**Документ:**
|---|

Мне кажется, что можно включить и Турцию в старый формат Минской группы ОБСЕ, потому что Турция является членом Минской группы, и я думаю, что можно просто усилить факт такого членства в Минской группе. Это, кстати, и те страны, которые могут включиться в переговоры, типа Швеции и Германии, и можно таким образом сохранить формат ОБСЕ. Но, наверное, важно то, что идут уже двусторонние переговоры между (Реджепом) Эрдоганом и (Владимиром) Путиным, они обсудили и конфликт, и ситуацию в Сирии и Ливии. Я думаю, что многие в регионе боятся, что идет какой-то великодержавный торг вокруг Карабаха, который связан с совершенно другими ранами на Ближнем Востоке. Это многим, особенно армянам, напоминает события столетней давности, когда Ленин и Ататюрк фактически разделили регион, был Карсский договор... Это очень, конечно, досадно, что регион будто живет еще началом XX века, а не XXI-го.

|---|

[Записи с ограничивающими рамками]
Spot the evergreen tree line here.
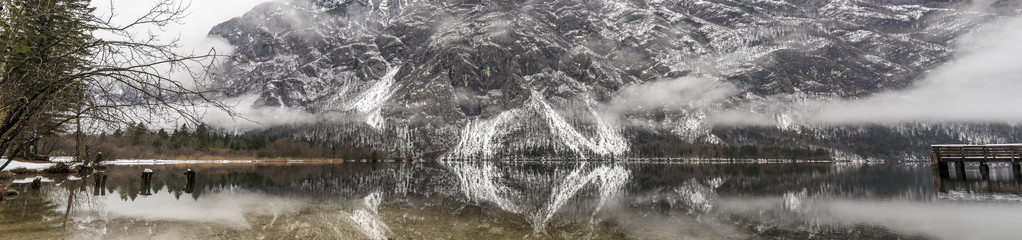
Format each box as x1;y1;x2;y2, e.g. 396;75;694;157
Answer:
41;124;386;159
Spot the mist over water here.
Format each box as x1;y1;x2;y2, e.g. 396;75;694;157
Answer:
0;161;1022;239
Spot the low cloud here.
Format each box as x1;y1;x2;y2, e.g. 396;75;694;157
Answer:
196;94;314;132
609;77;736;113
809;17;1022;124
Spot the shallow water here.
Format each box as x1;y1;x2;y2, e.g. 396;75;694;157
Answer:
0;161;1022;239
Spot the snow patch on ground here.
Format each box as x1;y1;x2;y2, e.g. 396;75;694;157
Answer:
14;176;53;184
0;158;57;170
103;159;260;165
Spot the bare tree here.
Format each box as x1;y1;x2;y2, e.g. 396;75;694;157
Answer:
0;0;235;171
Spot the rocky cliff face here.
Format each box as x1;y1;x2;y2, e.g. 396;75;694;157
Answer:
210;0;1010;157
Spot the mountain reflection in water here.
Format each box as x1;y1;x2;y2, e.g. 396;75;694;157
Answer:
0;161;1022;239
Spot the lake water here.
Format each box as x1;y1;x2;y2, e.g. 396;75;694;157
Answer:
0;161;1022;239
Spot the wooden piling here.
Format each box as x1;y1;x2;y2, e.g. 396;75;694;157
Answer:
92;174;103;196
32;178;43;189
979;161;990;181
955;160;965;180
99;175;106;196
140;169;152;196
185;169;195;193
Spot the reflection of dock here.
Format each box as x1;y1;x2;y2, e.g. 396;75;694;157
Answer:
930;144;1022;194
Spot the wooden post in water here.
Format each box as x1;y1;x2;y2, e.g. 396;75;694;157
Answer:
979;161;990;181
955;160;965;180
32;177;43;189
99;175;106;196
930;150;950;179
185;169;195;193
141;169;152;196
92;174;103;196
1012;148;1022;178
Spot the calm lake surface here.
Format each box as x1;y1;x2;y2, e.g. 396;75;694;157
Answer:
0;161;1022;239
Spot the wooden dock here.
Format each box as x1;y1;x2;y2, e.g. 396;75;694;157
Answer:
930;143;1022;180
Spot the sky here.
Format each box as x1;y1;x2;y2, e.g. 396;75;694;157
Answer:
91;0;280;129
85;0;1022;131
91;0;271;53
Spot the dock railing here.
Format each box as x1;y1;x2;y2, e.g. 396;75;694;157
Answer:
930;143;1022;179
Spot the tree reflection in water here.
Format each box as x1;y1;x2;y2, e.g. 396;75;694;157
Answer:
0;161;1022;239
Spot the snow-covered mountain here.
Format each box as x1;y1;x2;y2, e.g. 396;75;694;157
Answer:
210;0;1018;157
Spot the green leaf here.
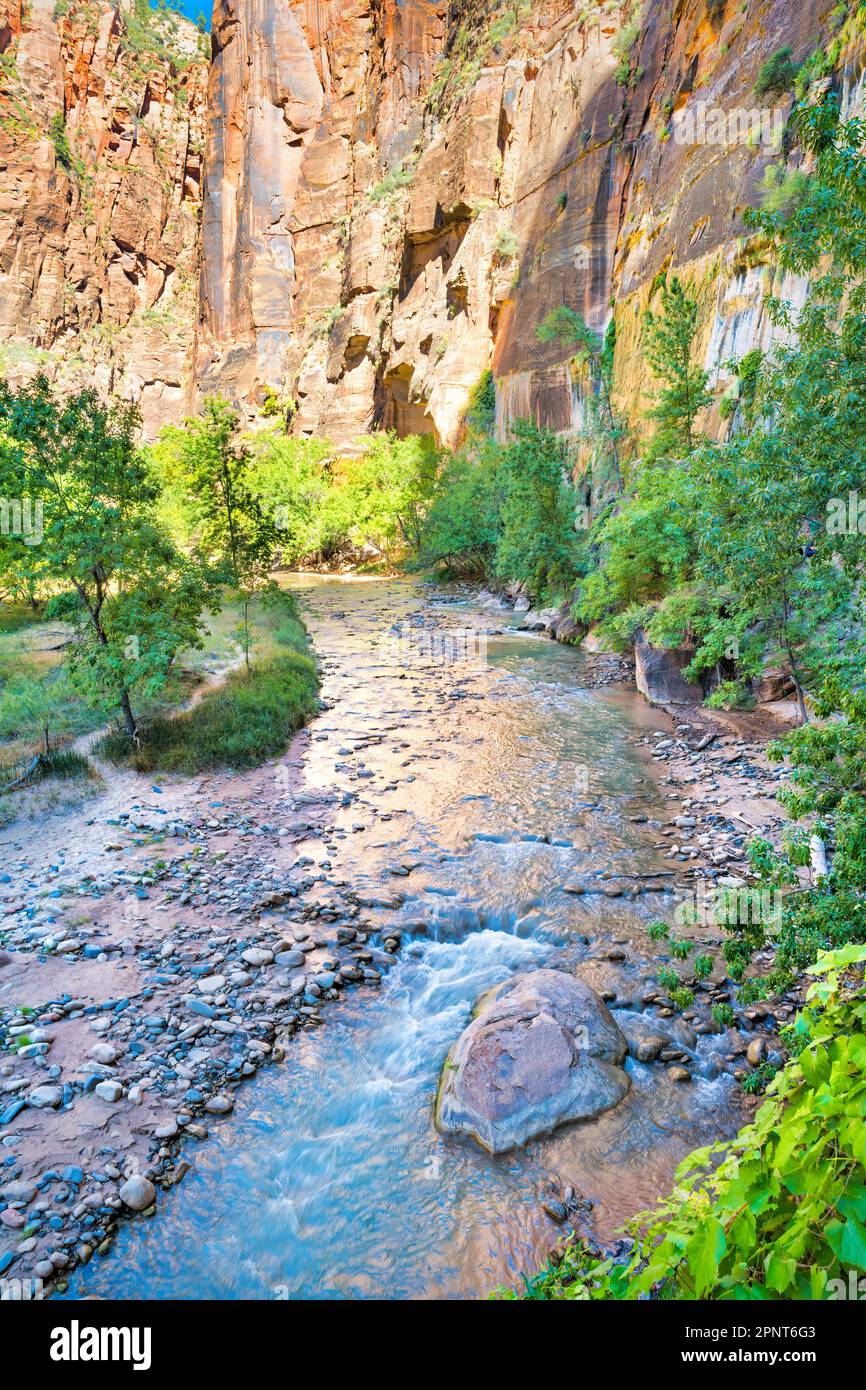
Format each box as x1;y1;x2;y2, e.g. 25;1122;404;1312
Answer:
685;1216;727;1298
824;1215;866;1269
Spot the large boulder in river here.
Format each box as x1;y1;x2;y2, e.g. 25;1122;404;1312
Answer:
436;970;628;1154
634;632;703;705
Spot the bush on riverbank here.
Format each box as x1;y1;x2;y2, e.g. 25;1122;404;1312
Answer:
97;591;318;773
495;945;866;1301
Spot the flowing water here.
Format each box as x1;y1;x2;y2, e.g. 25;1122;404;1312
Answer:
62;578;737;1298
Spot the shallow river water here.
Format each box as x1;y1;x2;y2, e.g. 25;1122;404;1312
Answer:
62;578;737;1298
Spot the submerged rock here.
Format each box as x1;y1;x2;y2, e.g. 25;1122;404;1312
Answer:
436;970;630;1154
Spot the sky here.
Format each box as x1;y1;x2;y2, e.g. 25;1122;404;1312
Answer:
150;0;213;29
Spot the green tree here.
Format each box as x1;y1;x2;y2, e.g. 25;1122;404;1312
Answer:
644;275;713;460
157;396;278;670
324;432;438;564
0;377;213;737
496;420;582;599
418;439;503;584
249;428;339;564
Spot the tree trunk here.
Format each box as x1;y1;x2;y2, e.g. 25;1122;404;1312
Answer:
121;691;138;738
794;676;809;724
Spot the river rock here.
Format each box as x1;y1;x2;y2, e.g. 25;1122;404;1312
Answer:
436;970;628;1154
120;1173;156;1212
634;632;703;705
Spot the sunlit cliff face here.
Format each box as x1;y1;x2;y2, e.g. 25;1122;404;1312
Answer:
197;0;831;448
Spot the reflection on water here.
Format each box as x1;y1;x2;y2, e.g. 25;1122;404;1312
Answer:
70;580;734;1298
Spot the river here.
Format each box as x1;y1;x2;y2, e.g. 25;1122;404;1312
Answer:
67;577;738;1298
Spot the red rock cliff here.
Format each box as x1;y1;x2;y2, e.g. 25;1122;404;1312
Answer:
0;0;207;434
199;0;856;448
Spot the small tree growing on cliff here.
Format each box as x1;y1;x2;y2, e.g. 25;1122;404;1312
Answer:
535;304;624;495
0;377;211;737
644;275;713;460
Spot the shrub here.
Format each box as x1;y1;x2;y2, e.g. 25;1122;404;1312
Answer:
498;947;866;1301
97;652;318;773
755;47;799;96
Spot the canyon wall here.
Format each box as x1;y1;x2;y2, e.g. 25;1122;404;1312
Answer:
0;0;210;435
0;0;862;452
197;0;842;449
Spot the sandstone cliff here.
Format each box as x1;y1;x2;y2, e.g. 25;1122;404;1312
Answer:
0;0;207;434
199;0;859;448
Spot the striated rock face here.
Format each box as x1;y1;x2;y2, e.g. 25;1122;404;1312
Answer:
0;0;207;434
197;0;856;448
436;970;630;1154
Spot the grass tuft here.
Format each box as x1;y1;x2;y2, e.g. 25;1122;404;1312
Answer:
97;651;318;773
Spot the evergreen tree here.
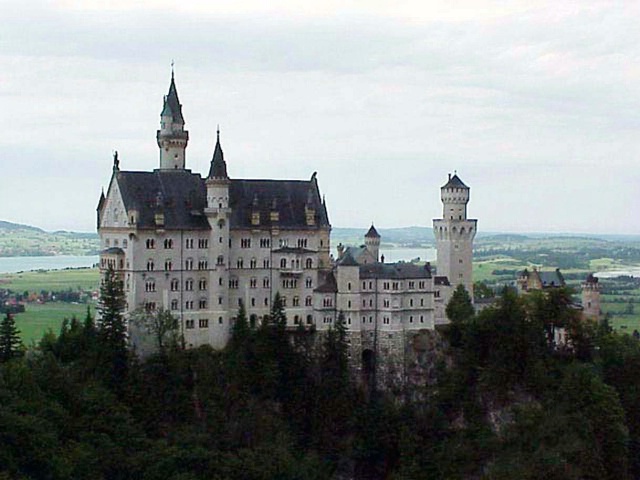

|---|

**Задание A:** Процитируйте фрагмент текста о Карабахе, начиная со слов «Мне кажется, что» и продолжая до слов «а не XXI-го.» включительно.
**Задание B:** Что, согласно тексту о Карабахе, обсудили Эрдоган и Путин на двусторонних переговорах?
Пункты здесь никакой роли не играют.

**Ответ A:**
Мне кажется, что можно включить и Турцию в старый формат Минской группы ОБСЕ, потому что Турция является членом Минской группы, и я думаю, что можно просто усилить факт такого членства в Минской группе. Это, кстати, и те страны, которые могут включиться в переговоры, типа Швеции и Германии, и можно таким образом сохранить формат ОБСЕ. Но, наверное, важно то, что идут уже двусторонние переговоры между (Реджепом) Эрдоганом и (Владимиром) Путиным, они обсудили и конфликт, и ситуацию в Сирии и Ливии. Я думаю, что многие в регионе боятся, что идет какой-то великодержавный торг вокруг Карабаха, который связан с совершенно другими ранами на Ближнем Востоке. Это многим, особенно армянам, напоминает события столетней давности, когда Ленин и Ататюрк фактически разделили регион, был Карсский договор... Это очень, конечно, досадно, что регион будто живет еще началом XX века, а не XXI-го.

**Ответ B:** Конфликт, а также ситуацию в Сирии и Ливии.